> [WORK TO BE COMPLETED]
In the records below, retype the lines from the one containing "For the benchmark, indicate the red logo" through the one containing "point(240, 272)", both included, with each character unchanged.

> [RECORDS FOR THE EXERCISE]

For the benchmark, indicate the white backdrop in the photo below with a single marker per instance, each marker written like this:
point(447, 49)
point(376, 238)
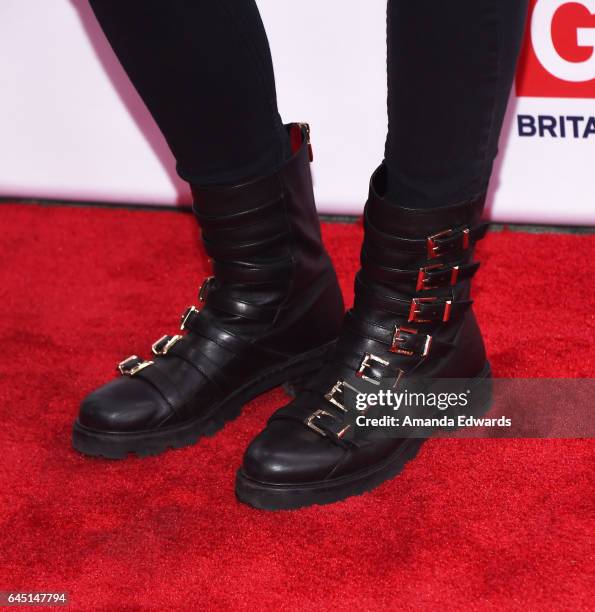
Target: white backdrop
point(71, 125)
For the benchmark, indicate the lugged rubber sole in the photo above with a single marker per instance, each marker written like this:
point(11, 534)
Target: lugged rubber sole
point(269, 496)
point(118, 445)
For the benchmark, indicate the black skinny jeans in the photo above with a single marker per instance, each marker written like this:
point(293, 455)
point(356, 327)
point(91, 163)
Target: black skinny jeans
point(204, 70)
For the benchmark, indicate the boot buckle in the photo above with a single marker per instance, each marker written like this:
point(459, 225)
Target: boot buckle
point(399, 341)
point(338, 386)
point(162, 346)
point(438, 249)
point(319, 414)
point(423, 279)
point(190, 312)
point(367, 362)
point(416, 312)
point(204, 288)
point(133, 364)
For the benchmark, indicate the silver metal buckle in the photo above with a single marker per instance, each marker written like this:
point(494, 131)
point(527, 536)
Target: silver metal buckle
point(397, 340)
point(132, 365)
point(415, 310)
point(366, 363)
point(434, 249)
point(162, 346)
point(338, 386)
point(189, 312)
point(204, 288)
point(423, 279)
point(318, 414)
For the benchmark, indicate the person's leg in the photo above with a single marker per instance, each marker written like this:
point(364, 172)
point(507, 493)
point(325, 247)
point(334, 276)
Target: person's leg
point(273, 304)
point(204, 70)
point(450, 70)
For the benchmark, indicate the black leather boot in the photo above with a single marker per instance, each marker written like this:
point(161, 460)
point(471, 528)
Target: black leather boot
point(268, 315)
point(411, 320)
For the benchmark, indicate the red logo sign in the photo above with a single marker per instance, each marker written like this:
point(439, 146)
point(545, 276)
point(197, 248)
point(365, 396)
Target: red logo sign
point(558, 55)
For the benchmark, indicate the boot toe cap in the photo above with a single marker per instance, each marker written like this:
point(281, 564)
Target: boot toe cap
point(123, 405)
point(288, 453)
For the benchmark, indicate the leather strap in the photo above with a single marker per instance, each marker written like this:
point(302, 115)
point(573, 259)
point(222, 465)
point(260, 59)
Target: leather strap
point(419, 310)
point(428, 277)
point(446, 244)
point(240, 272)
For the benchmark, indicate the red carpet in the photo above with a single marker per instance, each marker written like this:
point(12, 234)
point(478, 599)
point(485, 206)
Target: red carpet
point(470, 524)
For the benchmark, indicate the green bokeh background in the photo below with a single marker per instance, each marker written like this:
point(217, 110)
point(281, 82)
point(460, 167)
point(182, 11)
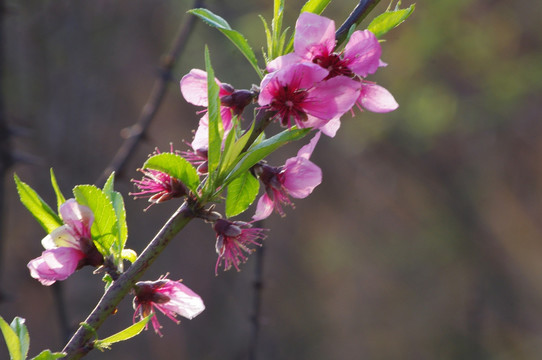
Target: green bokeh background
point(423, 242)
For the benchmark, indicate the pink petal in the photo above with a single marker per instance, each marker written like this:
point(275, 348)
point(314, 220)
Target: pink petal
point(314, 35)
point(194, 87)
point(183, 301)
point(362, 53)
point(332, 98)
point(264, 208)
point(376, 99)
point(300, 177)
point(331, 127)
point(201, 137)
point(55, 264)
point(297, 76)
point(306, 151)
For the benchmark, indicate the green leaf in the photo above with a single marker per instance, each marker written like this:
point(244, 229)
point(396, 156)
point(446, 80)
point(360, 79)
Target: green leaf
point(60, 199)
point(313, 6)
point(12, 341)
point(118, 204)
point(22, 333)
point(276, 26)
point(174, 165)
point(231, 153)
point(42, 212)
point(215, 140)
point(241, 193)
point(123, 335)
point(389, 19)
point(235, 37)
point(48, 355)
point(104, 229)
point(261, 150)
point(129, 254)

> [COMPLETED TASK]
For the benchmark, indicate the red logo sign in the photo above with a single marker per instance, each marker written like this:
point(439, 146)
point(545, 276)
point(197, 248)
point(365, 396)
Target: red logo sign
point(558, 55)
For the benchmark, indicate the boot toe cap in the photo above with a single marker per instance, each marker written like this:
point(281, 564)
Target: boot toe cap
point(123, 405)
point(288, 453)
For the benchmark, indicate the leather strap in the photo above with a single marker per instance, each marker written like this:
point(302, 115)
point(573, 259)
point(222, 465)
point(260, 59)
Target: leather strap
point(419, 310)
point(428, 277)
point(446, 244)
point(240, 272)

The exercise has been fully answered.